▶ **Directive**: Please format the rows starting with the line that contains "Confirm that each instance of the white house" and going on through the line that contains "Target: white house" as a JSON list of strings, one string per line, with blank lines left out.

▶ **Raw records**:

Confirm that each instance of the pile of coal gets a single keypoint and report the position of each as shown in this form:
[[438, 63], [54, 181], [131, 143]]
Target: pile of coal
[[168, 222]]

...

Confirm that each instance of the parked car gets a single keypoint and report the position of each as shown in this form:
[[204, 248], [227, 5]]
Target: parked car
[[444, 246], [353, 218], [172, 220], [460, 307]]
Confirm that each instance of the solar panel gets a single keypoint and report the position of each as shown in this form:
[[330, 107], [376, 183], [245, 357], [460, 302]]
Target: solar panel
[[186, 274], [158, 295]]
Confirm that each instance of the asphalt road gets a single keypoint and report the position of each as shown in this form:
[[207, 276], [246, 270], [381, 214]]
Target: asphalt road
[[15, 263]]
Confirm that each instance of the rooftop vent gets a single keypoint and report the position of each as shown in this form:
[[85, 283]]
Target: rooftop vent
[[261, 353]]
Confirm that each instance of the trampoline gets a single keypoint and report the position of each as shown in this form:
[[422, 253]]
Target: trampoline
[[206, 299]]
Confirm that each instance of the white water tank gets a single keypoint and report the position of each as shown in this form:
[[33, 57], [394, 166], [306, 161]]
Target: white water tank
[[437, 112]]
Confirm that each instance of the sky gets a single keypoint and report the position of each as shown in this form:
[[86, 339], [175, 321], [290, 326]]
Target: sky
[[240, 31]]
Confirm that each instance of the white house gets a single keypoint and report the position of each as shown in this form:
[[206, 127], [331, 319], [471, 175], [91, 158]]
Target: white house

* * *

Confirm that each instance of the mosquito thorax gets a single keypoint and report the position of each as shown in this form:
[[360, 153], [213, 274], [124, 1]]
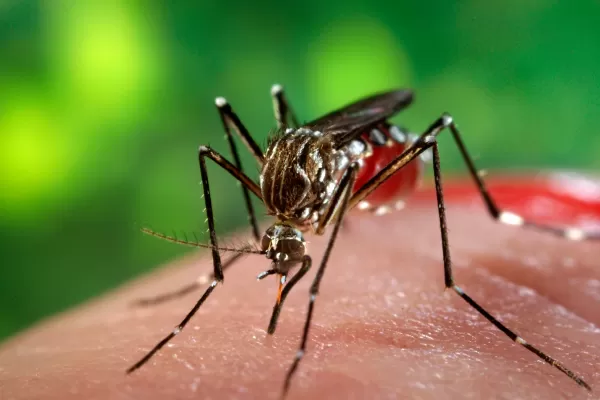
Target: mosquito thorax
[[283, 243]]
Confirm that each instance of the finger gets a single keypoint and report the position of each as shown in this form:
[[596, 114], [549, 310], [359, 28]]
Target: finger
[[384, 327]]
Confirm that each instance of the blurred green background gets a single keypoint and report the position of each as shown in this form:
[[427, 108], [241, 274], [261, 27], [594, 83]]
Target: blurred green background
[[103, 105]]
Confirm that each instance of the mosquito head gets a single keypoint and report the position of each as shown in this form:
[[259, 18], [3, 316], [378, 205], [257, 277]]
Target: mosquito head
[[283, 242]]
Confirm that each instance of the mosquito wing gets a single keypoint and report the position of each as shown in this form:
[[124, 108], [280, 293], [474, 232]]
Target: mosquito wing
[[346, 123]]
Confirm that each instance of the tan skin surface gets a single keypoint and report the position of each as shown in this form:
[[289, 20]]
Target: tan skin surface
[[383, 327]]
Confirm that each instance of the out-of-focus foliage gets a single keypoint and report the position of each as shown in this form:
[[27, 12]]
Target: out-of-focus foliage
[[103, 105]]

▶ **Reply**:
[
  "Confirm that each instance of the white house gets a single keypoint and report the position of each as shown in this form:",
  "[[206, 127], [331, 319], [471, 175], [91, 158]]",
  "Target: white house"
]